US9641933B2ActiveUtilityA1

Wired and wireless microphone arrays

87
Assignee: APPELBAUM JACOB GPriority: Jun 18, 2012Filed: Jun 3, 2013Granted: May 2, 2017
Est. expiryJun 18, 2032(~5.9 yrs left)· nominal 20-yr term from priority
H04R 2201/401H04R 29/005H04R 3/005H04R 3/002
87
PatentIndex Score
10
Cited by
42
References
23
Claims

Abstract

An acoustic noise canceling microphone arrangement and processor that uses a principal microphone and other microphones that may be incidentally or deliberately located in the vicinity of the principal microphone in order to derive an audio signal of enhanced signal-to-background noise ratio. In one implementation, the principal and incidental microphones comprise the microphone built into a mobile phone and the microphone built into a Bluetooth headset.

Claims

exact text as granted — not AI-modified
We claim: 
     
       1. A system and apparatus for dynamically improving the ratio of a wanted speech signal from a principal speaker to random background noise that is not known or characterized a priori, comprising:
 a principal microphone configured to be worn by said principal speaker and configured to produce a first audio signal containing a first sampling of the wanted speech plus unwanted background noise that has not previously been measured or characterized; 
 at least one incidental microphone located remotely from said principal microphone by several acoustic wavelengths at a mid-band audio frequency and configured to produce a second audio signal containing a second sampling of at least said unwanted background noise that has not previously been measured or characterized; and 
 a signal processor configured to dynamically jointly process said first and second audio signals, without reference to noise profiles or filters constructed in advance, by
 receiving and processing said first audio signal to determine a first set of individual spectral components at a set of predetermined frequencies; 
 receiving and processing at least said second audio signal to determine one or more additional sets of individual spectral components at said set of predetermined frequencies; and 
 dynamically combining corresponding spectral components from said first set and one or more of said additional sets to obtain a combined set of spectral components in which unwanted background noise components are reduced compared to wanted speech components; and 
 generating an output audio waveform solely from the combined set of spectral components, without filtering or suppressing noise by reference to a predetermined noise profile, in which the ratio of the wanted speech to unwanted noise is greater than the corresponding ratio for either the first or the second audio signal alone. 
 
 
     
     
       2. The system and apparatus of  claim 1  in which said principal microphone is part of a Bluetooth wireless headset and said incidental microphone is part of a Bluetooth-equipped communication device in wireless communication with said Bluetooth headset.

++++++

> [JOBS]
(a) In the patent page on wired and wireless microphone arrays, which two built-in microphones serve as the principal and incidental microphones in one implementation?
(b) Extend the patent page on wired and wireless microphone arrays by writing what comes next after its last claim.

> [DATASET RECORDS]
++++++

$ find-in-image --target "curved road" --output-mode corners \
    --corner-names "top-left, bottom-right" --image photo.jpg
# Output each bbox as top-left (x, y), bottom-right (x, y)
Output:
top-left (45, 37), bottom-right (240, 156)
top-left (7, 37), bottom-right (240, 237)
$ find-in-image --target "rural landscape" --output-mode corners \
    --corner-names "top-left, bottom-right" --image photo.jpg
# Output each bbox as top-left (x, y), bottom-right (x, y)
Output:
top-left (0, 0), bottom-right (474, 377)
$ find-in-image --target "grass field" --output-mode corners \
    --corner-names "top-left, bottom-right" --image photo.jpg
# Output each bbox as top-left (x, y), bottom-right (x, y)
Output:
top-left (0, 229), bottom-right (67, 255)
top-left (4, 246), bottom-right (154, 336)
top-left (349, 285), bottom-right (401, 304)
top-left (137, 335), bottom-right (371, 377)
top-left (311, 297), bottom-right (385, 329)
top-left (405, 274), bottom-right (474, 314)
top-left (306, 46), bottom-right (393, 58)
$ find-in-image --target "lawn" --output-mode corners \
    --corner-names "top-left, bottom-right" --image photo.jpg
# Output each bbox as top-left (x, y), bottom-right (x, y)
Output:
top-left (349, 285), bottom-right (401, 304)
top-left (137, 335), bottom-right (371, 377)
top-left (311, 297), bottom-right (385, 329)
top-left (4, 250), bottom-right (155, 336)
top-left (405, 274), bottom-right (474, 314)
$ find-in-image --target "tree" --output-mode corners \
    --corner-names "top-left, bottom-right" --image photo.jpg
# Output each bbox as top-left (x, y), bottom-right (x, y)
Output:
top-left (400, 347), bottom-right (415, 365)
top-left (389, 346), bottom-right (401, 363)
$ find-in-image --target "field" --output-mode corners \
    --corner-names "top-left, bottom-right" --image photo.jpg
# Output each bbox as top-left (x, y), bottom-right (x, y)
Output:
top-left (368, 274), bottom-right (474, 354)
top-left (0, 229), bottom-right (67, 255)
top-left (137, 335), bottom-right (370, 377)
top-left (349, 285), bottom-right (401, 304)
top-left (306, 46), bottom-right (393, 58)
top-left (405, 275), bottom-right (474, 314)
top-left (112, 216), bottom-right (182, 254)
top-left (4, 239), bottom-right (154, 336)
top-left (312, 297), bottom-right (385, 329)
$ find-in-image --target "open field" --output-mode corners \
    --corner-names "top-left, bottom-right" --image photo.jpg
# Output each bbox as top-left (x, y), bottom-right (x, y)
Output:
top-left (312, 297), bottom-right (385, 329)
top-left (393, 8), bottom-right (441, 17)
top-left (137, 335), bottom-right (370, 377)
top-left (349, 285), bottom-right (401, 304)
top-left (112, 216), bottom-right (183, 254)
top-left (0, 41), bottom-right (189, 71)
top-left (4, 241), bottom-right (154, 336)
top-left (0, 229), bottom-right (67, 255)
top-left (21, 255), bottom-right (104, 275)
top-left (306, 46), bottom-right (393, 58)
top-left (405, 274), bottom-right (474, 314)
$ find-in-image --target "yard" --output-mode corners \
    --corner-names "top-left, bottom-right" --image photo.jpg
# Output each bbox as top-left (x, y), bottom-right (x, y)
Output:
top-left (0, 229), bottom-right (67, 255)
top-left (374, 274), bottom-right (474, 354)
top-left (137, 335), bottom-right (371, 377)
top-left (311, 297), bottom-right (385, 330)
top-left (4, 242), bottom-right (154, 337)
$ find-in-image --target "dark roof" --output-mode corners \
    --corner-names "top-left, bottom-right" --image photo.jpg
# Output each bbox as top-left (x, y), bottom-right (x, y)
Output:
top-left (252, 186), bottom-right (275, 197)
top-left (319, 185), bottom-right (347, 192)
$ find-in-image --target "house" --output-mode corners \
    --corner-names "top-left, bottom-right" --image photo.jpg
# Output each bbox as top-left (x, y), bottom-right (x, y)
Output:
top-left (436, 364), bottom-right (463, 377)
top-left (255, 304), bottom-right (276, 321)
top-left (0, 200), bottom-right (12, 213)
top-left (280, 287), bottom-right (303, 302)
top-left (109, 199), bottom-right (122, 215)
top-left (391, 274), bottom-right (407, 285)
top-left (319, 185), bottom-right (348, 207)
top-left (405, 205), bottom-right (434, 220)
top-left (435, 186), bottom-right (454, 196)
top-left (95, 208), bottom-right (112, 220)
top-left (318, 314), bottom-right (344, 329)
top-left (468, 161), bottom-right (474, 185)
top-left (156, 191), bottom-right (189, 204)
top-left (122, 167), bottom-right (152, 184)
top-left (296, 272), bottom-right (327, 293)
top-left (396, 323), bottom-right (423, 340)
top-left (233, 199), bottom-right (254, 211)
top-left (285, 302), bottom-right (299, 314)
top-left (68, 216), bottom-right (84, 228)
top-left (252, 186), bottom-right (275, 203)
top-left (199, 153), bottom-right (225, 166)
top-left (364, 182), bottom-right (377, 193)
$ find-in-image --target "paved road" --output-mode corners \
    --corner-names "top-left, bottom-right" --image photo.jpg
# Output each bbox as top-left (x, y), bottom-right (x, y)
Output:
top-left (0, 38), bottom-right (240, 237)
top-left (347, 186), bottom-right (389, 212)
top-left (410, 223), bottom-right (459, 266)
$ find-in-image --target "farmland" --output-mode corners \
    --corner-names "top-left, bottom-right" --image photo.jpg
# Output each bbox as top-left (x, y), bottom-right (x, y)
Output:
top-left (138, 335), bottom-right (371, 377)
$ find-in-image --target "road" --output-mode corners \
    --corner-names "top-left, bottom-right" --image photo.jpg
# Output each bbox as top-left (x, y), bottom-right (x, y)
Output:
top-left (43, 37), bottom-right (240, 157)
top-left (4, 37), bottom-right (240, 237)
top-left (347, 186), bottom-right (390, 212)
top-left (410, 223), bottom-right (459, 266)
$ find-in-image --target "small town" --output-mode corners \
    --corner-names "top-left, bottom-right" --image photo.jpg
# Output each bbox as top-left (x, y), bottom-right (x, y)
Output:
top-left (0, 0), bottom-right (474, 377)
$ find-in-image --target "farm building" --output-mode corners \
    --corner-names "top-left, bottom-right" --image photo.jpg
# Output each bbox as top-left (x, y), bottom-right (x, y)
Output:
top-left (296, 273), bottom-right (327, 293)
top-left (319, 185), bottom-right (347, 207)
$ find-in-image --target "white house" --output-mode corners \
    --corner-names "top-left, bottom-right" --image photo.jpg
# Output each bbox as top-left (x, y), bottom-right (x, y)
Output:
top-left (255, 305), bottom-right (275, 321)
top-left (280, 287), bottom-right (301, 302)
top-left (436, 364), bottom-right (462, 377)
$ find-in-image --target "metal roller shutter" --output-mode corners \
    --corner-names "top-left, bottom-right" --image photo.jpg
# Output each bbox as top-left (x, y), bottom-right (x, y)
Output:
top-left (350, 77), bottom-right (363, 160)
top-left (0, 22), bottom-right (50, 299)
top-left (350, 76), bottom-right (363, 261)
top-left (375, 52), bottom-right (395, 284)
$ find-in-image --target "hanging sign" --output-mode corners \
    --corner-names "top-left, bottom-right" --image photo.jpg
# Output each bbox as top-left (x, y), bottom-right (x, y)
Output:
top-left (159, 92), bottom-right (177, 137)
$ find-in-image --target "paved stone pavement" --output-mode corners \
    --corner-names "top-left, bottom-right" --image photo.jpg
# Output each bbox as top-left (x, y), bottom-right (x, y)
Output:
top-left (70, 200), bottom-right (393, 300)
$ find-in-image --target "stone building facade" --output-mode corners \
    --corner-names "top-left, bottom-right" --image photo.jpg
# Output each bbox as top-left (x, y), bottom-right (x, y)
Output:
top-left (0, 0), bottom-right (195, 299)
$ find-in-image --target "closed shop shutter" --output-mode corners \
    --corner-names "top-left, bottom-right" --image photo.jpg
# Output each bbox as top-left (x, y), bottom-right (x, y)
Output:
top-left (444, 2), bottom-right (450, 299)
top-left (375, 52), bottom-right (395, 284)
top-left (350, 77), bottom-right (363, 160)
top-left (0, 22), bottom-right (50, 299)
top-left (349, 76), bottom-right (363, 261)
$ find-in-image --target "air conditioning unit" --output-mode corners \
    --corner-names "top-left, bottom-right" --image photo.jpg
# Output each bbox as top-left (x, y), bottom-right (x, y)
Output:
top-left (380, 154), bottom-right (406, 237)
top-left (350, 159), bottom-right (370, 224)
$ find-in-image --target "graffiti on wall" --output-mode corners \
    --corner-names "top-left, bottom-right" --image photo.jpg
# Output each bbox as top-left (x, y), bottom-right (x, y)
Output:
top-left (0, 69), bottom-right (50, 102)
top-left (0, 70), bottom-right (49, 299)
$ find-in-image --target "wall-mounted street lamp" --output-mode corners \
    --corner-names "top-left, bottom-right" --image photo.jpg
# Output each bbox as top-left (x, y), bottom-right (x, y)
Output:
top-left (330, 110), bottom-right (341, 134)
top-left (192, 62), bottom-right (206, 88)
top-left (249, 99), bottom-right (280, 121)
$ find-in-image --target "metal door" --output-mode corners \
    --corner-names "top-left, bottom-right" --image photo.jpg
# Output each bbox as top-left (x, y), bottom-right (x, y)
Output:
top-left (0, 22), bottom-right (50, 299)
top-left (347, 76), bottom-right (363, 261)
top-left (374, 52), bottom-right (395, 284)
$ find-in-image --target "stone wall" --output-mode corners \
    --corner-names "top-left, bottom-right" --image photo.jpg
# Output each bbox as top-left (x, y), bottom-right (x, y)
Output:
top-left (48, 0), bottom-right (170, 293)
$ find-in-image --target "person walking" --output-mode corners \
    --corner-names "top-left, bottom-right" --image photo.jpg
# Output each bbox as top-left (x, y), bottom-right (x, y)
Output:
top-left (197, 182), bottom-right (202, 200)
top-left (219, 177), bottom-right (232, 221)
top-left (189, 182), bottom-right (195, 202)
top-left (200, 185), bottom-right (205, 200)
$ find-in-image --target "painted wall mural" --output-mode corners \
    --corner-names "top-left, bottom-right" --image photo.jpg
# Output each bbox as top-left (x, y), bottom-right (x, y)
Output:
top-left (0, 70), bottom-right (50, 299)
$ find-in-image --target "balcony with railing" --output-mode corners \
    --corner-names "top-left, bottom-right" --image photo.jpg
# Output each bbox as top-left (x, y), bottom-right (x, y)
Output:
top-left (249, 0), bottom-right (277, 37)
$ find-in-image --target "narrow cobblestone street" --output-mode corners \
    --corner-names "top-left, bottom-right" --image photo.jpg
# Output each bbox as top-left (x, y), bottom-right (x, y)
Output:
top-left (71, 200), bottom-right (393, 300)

++++++

> [REPLIES]
(a) The microphone built into a mobile phone and the microphone built into a Bluetooth headset.

(b)
       3. The system and apparatus of  claim 1 , further comprising additional microphones producing additional audio signals containing different samplings of said wanted speech signal and unwanted background noise, and wherein the signal processor is configured to receive all of the first, second and additional audio signals and to derive therefrom a derived output signal wherein the ratio of said wanted signal to unwanted background noise is greater than the corresponding ratio for any of the audio signals alone. 
     
     
       4. The system and apparatus of  claim 1 , further comprising additional microphones producing additional audio signals containing different samplings of said wanted speech signal and unwanted background noise, and wherein the signal processor is configured to receive all of the first, second and additional audio signals and to derive a derived output signal by processing the first audio signal jointly with a selected one of the second and additional audio signal, wherein the ratio of said wanted signal to unwanted background noise in the derived signal is greater than the corresponding ratio for any of the audio signals alone. 
     
     
       5. The system and apparatus of  claim 1  in which said joint processing comprises time-domain to spectral domain converters for separating said first and second audio signals into spectral components, a spectral combiner for performing weighted combining of corresponding spectral components to produce a combined spectral domain signal, and a spectral domain to time domain converter to convert said combined spectral domain signal to said derived output signal.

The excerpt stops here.